(Stored data entries)
────────────────────────────────────────
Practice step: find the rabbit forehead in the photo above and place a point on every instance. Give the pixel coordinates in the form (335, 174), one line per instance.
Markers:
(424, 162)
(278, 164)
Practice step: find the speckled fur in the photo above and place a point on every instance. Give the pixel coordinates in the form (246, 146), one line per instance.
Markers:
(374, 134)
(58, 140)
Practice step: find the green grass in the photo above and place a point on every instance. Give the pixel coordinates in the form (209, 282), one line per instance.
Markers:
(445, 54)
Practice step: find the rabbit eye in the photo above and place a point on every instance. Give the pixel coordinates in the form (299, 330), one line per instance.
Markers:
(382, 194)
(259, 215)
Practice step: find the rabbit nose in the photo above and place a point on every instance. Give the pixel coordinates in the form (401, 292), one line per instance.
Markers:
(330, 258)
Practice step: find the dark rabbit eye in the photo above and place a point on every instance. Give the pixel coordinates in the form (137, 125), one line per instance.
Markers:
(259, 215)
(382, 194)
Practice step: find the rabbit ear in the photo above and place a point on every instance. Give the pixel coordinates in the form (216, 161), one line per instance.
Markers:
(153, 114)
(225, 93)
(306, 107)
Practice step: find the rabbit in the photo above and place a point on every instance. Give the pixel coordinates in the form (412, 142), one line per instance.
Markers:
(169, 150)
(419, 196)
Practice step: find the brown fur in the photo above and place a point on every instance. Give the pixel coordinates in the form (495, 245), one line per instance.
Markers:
────────────────────────────────────────
== What this task involves ==
All entries are to be returned word for word.

== Solution for this exercise ==
Practice step: find the rabbit forehead in the photo above and place a point on every instance. Give the pixel coordinates in the form (335, 174), one line per instance.
Markers:
(424, 162)
(278, 164)
Practice step: find the speckled fur in the photo above and place a point on every instance. Give the pixel coordinates in the form (246, 146), one line per instance.
Markers:
(374, 134)
(58, 140)
Practice step: find the green grass in the photo above and place a point on every instance. Give the pixel coordinates in the form (209, 282), one line per instance.
Markers:
(445, 54)
Practice step: find the rabbit eye in the photo above and place a point on every instance. Give the pixel coordinates in the form (299, 330), one line per instance.
Markers:
(382, 194)
(259, 215)
Practice step: find the rabbit nose in the photo above and place a point on every instance. Give the pixel coordinates in the form (401, 292), one line per instance.
Markers:
(330, 258)
Practice step: find the dark rabbit eye in the photo above and place a point on every instance. Give the pixel coordinates in the form (137, 125), one line per instance.
Markers:
(259, 215)
(382, 194)
Practice step: find the rabbit ear in the photo above and place a point on every instance. Give the pixel coordinates in the form (216, 161), one line per instance.
Markers:
(153, 114)
(225, 93)
(306, 107)
Practice step: find the rabbit in the photo above and place a point on every instance. Give the pixel coordinates in the form (412, 142), one line per instance.
Markers:
(169, 150)
(419, 196)
Practice step: find the brown fur in the photo above and place a point on every instance. Give the pixel coordinates in the form (495, 245), one line per instance.
Markers:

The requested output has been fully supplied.